## [Text shown]

★ ★ ★ ★ ★ ★ ★

Budget Resolutions Debate
Full Debate: Read Full DebateTom Tugendhat
Main Page: Tom Tugendhat (Conservative - Tonbridge)Department Debates - View all Tom Tugendhat's debates with the Department for Business, Energy and Industrial Strategy
(4 years, 9 months ago)
Commons ChamberIt is an absolute privilege to see you in the Chair, Madam Deputy Speaker, and to be called to speak. You are the first woman to Chair a Budget statement, which is fantastic. You may have heard that, way back in the long distant past, there was another woman who spoke during a Budget statement. The last woman who did so was Margaret Thatcher, who led for the Opposition way back in the 1970s. You are in good company.
What a fantastic Budget! I welcome it enormously. This was in many ways a pragmatic Budget, with the 25 basis points offered by the Bank of England for us to refinance ourselves and ensure that the debt works for the future.
The Budget was also in many ways designed for Tonbridge and west Kent. On flooding, it will make sure that the Medway is properly protected and that we can get the money into Leigh, East Peckham, Hildenborough, and up around Penshurst and Edenbridge.
This was also a Budget that finally listened to me. I know this will surprise many in the House, but having asked three Chancellors for business rates to be reduced, third time lucky, we have got it. I am absolutely delighted that Tonbridge high street will see the benefits, as of course will Edenbridge and West Malling. For those of us who have been driving around west Kent lately, the issue of potholes keeps coming up. Tyre makers may regret the announcement, but almost everyone else will celebrate it, so I thank the Government for focusing on potholes.
On further education, in the past we have had a bit of trouble locally with some further education colleges, so I am delighted that the investment into Hadlow and west Kent will really make a difference to people’s lives. It is fantastic news and I welcome all of it.
One thing was very noticeable in the Budget: we are dealing with a global emergency that is very unpredictable. We do not know how the virus will affect us. We do not know the full effect it will have on every society and community. It is therefore absolutely right that the Chancellor has pulled together a war chest of £30 billion and not said exactly where it is going to go, because we do not know. The right thing to do is to build up reserves and to prepare to deploy them when we need them. We are in the moment of the phony war. We do not know quite how things will emerge. I hope the Minister will take the message back to other Departments that, on equipping, we need to think in terms of a wartime analogy. We need to consider what urgent operational requirements to bring forward. What shortcuts should we take in normal procedure to ensure that we are as ready as we can be in our hospitals, homes and communities? What are the experimental technologies that we perhaps would not have rolled out this early, and now have no choice but to roll out? Where are the areas of investment which, if we make them now rather than waiting until they are fully tested, will actually save lives?
This is one of those moments where we remember stories like the boy who cried wolf. We remember that it is right to prevent panic and right to make sure that people think about what we are doing. It is right to follow the ordinary advice, but it is also right to remember that in the story there was a wolf and the wolf did eventually come. What we are preparing for, as we are seeing in Italy, China and around the world, is the reality of a human threat, predominantly to the lives, sadly, of many of the older members of our community. There is also a huge economic threat. However this plays out in our community, the concern and fear will have affected investment decisions in our community, in our country and around the world, so the reserves that the Chancellor has wisely built up will be needed in some way in the months and, sadly, probably even years to come.

★ ★ ★ ★ ★ ★ ★

[Natural-language object grounding data]

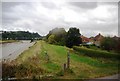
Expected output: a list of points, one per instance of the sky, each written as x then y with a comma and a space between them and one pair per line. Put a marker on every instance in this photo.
90, 17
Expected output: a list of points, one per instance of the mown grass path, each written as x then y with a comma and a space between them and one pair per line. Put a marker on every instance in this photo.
81, 66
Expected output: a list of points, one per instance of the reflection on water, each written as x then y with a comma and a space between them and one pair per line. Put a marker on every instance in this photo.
12, 50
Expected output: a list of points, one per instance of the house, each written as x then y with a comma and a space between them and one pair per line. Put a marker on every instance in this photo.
85, 39
97, 39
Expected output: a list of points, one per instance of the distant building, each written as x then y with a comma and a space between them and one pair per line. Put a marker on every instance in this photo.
97, 39
85, 39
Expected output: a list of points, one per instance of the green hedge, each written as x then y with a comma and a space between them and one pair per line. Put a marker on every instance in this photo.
96, 53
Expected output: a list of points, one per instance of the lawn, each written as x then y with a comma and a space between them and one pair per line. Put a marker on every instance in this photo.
35, 62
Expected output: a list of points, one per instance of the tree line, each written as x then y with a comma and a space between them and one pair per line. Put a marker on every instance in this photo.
19, 35
59, 36
72, 38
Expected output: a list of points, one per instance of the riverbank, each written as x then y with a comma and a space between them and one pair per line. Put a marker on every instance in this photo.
8, 41
12, 50
34, 64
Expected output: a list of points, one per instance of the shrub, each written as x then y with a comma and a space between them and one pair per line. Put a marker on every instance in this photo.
96, 53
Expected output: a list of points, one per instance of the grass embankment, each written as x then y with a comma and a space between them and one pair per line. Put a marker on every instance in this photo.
34, 63
96, 53
7, 41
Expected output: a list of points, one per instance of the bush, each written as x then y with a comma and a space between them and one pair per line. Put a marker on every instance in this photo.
96, 53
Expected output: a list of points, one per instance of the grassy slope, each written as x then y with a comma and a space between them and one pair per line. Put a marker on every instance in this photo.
82, 66
8, 41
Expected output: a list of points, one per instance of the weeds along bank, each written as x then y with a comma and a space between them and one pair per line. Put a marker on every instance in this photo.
96, 53
33, 63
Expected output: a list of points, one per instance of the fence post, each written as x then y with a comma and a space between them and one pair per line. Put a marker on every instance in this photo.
47, 56
64, 68
68, 60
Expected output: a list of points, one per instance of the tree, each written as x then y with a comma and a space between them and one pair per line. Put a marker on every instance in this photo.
73, 37
59, 36
108, 43
51, 39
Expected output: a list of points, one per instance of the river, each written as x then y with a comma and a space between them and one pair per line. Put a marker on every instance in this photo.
12, 50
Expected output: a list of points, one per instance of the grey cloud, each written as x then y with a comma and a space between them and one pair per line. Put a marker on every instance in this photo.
85, 5
43, 23
49, 5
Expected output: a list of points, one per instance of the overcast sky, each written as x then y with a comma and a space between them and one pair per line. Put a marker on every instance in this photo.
90, 17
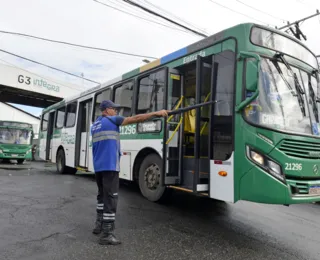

★ ★ ★ ★ ★ ★ ★

## [Task item A]
Transcribe the part of the Budget debate speech that opens with the words containing "The Budget was" and closes with "Penshurst and Edenbridge.".
## [Task item B]
According to the Budget debate speech, how large is the war chest the Chancellor has pulled together?
Rely only on the Budget debate speech.

## [Solution A]
The Budget was also in many ways designed for Tonbridge and west Kent. On flooding, it will make sure that the Medway is properly protected and that we can get the money into Leigh, East Peckham, Hildenborough, and up around Penshurst and Edenbridge.

## [Solution B]
£30 billion.